━━━━━ Extracted entries ━━━━━

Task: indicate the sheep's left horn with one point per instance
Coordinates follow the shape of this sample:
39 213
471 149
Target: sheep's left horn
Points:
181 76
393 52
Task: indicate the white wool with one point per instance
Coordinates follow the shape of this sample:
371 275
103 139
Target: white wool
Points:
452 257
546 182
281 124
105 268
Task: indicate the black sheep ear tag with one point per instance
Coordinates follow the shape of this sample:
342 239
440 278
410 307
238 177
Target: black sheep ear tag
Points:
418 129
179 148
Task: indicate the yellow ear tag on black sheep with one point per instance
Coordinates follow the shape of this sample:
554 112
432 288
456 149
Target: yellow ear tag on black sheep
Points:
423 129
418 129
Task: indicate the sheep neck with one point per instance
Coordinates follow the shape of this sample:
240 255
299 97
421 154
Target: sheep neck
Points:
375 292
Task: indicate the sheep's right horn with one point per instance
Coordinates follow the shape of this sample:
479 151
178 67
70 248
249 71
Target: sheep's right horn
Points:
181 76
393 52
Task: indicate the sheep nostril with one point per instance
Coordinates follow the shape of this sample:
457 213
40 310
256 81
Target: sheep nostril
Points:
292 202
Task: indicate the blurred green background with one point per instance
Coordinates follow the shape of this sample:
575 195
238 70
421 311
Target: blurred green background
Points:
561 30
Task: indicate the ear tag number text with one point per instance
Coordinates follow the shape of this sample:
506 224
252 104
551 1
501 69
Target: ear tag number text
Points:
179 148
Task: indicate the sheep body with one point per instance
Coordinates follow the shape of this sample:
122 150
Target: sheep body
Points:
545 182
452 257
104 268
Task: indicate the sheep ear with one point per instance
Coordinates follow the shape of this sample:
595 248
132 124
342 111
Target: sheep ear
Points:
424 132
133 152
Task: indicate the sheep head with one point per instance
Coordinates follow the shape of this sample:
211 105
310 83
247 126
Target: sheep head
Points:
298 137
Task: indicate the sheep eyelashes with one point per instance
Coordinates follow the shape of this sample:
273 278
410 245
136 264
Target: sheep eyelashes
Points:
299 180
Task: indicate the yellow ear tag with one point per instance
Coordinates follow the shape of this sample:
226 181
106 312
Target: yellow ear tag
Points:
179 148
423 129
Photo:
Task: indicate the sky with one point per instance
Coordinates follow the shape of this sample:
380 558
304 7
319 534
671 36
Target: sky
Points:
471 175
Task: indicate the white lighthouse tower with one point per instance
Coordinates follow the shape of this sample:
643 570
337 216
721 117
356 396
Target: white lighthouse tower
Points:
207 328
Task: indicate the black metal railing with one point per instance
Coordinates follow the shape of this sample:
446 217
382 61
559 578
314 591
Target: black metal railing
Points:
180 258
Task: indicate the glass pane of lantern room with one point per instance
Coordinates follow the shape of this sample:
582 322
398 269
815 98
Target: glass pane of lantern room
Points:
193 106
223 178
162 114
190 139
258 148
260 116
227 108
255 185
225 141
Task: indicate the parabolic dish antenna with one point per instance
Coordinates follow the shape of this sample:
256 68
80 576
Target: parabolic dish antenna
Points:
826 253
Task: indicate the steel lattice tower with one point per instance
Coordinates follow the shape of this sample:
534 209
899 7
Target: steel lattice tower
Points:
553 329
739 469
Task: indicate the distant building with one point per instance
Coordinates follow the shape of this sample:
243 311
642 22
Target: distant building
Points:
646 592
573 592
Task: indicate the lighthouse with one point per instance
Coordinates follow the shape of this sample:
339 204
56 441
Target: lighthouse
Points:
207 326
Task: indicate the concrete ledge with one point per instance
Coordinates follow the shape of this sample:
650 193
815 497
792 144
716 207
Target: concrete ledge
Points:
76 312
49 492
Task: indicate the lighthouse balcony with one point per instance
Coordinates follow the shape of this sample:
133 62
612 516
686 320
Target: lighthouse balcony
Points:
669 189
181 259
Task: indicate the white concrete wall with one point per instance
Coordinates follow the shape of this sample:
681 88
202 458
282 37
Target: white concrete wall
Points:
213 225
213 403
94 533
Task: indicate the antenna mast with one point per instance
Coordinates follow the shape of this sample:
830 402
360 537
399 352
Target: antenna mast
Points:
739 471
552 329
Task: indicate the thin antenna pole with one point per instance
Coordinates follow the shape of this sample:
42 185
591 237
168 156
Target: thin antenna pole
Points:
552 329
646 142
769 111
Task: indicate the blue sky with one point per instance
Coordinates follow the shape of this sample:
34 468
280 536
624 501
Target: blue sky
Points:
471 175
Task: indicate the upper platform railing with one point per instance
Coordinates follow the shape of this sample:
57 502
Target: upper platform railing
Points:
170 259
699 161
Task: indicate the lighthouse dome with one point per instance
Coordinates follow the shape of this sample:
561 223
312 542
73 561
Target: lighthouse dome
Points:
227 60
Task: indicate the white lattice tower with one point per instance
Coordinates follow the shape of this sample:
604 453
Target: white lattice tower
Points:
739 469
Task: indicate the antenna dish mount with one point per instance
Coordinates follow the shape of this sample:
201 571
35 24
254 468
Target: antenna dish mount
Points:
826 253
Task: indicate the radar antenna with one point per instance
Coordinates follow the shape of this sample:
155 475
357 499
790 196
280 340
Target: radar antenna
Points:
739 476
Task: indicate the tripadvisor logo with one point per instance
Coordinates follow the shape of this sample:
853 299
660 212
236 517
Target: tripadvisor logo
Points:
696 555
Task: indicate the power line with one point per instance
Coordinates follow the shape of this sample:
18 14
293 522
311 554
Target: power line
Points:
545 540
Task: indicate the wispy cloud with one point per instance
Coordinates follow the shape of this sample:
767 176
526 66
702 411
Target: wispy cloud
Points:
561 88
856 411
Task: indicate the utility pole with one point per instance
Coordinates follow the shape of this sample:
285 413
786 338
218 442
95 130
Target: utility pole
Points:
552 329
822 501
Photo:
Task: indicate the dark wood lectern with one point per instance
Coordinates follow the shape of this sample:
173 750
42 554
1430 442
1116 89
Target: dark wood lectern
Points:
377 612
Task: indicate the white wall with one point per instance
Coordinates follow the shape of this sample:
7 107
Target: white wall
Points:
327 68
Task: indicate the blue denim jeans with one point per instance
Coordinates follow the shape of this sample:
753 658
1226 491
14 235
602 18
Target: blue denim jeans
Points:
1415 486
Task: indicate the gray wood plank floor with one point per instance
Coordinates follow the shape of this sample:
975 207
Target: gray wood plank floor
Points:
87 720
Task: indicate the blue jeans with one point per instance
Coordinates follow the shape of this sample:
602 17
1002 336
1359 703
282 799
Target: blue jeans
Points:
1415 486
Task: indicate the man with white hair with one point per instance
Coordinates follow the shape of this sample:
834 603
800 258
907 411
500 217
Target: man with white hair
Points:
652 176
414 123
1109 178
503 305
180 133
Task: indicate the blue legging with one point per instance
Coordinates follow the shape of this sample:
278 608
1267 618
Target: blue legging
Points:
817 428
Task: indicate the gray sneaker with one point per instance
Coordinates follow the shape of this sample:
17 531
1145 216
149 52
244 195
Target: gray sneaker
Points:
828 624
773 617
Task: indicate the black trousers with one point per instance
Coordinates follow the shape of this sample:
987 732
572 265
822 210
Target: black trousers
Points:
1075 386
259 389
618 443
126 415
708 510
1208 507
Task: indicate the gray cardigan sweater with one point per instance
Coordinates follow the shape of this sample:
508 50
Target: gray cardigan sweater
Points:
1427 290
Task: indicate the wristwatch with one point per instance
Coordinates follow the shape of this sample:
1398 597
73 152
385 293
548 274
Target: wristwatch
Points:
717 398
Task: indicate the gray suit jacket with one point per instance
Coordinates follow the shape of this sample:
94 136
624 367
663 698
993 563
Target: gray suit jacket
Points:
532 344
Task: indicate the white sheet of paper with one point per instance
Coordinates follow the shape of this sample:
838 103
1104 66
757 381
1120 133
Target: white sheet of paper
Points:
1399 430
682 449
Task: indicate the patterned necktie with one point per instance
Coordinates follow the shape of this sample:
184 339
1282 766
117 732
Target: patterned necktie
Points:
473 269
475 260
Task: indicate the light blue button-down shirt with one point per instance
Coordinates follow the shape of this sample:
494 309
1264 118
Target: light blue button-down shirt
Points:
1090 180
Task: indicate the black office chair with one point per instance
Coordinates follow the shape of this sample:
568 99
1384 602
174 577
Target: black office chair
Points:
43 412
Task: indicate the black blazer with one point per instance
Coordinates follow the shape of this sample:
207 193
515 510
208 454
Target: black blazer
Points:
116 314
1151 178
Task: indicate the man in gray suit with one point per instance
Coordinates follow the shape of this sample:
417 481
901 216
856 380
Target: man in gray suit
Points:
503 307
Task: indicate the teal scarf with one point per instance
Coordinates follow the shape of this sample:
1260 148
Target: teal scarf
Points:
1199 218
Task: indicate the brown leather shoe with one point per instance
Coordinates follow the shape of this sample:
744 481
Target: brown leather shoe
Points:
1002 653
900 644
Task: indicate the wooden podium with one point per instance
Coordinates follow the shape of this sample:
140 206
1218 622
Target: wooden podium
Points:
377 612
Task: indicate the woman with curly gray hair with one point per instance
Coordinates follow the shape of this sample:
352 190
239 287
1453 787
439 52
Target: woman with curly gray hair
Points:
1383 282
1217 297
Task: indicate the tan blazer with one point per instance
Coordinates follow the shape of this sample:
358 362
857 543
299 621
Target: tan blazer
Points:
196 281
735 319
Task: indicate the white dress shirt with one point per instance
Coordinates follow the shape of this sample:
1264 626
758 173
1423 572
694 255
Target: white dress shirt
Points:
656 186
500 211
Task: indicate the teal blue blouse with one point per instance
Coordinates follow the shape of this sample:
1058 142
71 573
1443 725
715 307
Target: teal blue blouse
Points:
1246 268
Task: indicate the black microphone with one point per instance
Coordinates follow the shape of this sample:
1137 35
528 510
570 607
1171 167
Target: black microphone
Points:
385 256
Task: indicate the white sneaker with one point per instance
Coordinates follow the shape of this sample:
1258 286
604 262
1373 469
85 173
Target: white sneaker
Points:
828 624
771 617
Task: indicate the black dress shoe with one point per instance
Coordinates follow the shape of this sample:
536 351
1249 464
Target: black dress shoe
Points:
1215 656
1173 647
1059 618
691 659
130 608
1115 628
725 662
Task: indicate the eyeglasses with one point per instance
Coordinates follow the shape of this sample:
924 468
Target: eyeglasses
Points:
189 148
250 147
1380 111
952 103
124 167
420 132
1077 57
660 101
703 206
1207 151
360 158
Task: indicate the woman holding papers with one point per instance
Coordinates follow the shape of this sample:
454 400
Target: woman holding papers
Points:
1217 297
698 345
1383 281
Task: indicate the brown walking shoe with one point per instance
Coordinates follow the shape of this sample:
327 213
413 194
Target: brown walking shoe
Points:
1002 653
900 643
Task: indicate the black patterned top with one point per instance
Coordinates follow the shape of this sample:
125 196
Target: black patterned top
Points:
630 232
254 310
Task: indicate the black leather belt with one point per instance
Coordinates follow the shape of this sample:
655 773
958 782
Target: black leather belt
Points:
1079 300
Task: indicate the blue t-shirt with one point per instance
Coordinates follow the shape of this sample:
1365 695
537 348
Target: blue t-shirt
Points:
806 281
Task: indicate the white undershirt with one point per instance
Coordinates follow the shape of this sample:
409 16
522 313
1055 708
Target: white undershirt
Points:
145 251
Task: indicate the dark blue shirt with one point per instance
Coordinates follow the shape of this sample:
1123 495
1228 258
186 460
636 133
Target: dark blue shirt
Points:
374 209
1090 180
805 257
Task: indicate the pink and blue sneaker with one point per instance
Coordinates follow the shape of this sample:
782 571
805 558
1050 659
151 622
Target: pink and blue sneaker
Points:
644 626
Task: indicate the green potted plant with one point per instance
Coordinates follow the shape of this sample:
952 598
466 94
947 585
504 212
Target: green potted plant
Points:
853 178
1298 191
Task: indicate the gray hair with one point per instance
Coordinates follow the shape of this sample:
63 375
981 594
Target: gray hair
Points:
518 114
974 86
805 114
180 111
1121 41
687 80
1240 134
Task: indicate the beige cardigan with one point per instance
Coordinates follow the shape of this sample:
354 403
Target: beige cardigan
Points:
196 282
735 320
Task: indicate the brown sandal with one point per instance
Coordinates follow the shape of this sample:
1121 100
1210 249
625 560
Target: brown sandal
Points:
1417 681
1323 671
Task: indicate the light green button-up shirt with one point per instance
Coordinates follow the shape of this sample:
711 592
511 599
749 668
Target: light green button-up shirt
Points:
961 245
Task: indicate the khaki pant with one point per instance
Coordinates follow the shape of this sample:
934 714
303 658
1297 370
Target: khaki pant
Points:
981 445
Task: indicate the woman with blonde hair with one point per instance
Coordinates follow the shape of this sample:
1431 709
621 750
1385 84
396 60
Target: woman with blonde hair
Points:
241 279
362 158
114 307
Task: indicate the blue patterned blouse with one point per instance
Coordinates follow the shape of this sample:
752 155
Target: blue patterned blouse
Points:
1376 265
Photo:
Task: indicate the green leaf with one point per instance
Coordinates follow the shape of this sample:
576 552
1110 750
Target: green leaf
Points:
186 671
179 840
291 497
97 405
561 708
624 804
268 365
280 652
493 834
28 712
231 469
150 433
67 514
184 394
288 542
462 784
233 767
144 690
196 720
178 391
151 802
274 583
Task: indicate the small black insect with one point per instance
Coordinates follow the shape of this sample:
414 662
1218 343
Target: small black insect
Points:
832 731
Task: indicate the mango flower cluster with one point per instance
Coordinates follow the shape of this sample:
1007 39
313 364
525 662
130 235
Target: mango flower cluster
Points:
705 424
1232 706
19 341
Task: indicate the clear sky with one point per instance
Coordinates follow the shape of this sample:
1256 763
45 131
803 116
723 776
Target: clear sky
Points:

━━━━━

**Task to complete**
The lines to reproduce run from the line containing "Task: indicate the blue patterned" to the end of the listing; write them out exactly and add nothing.

**Answer for the task**
Task: indicate the blue patterned blouse with one point per instance
Coordinates follow the shape of this sample:
752 155
Target: blue patterned blouse
Points:
1376 265
Photo:
Task: indicate the green leaf with one point per instance
Coordinates follow the shape of this sample:
576 552
1110 750
Target: green leaf
Points:
186 671
179 840
291 497
97 405
561 708
624 804
268 365
280 652
493 834
28 712
231 469
150 433
67 514
184 394
288 542
462 784
233 767
144 690
196 720
178 391
151 802
274 583
Task: indicate the small black insect with one point per instance
Coordinates follow the shape of this sample:
414 662
1218 343
Target: small black insect
Points:
832 731
Task: indicate the mango flower cluster with one point per instance
Coordinates follow the shape of this sample:
1007 39
313 364
525 662
130 235
Target: mango flower cluster
Points:
705 424
1232 706
19 341
Task: indicate the clear sky with one point per instance
Coordinates follow the shape of this sample:
1256 763
45 131
803 116
723 776
Target: clear sky
Points:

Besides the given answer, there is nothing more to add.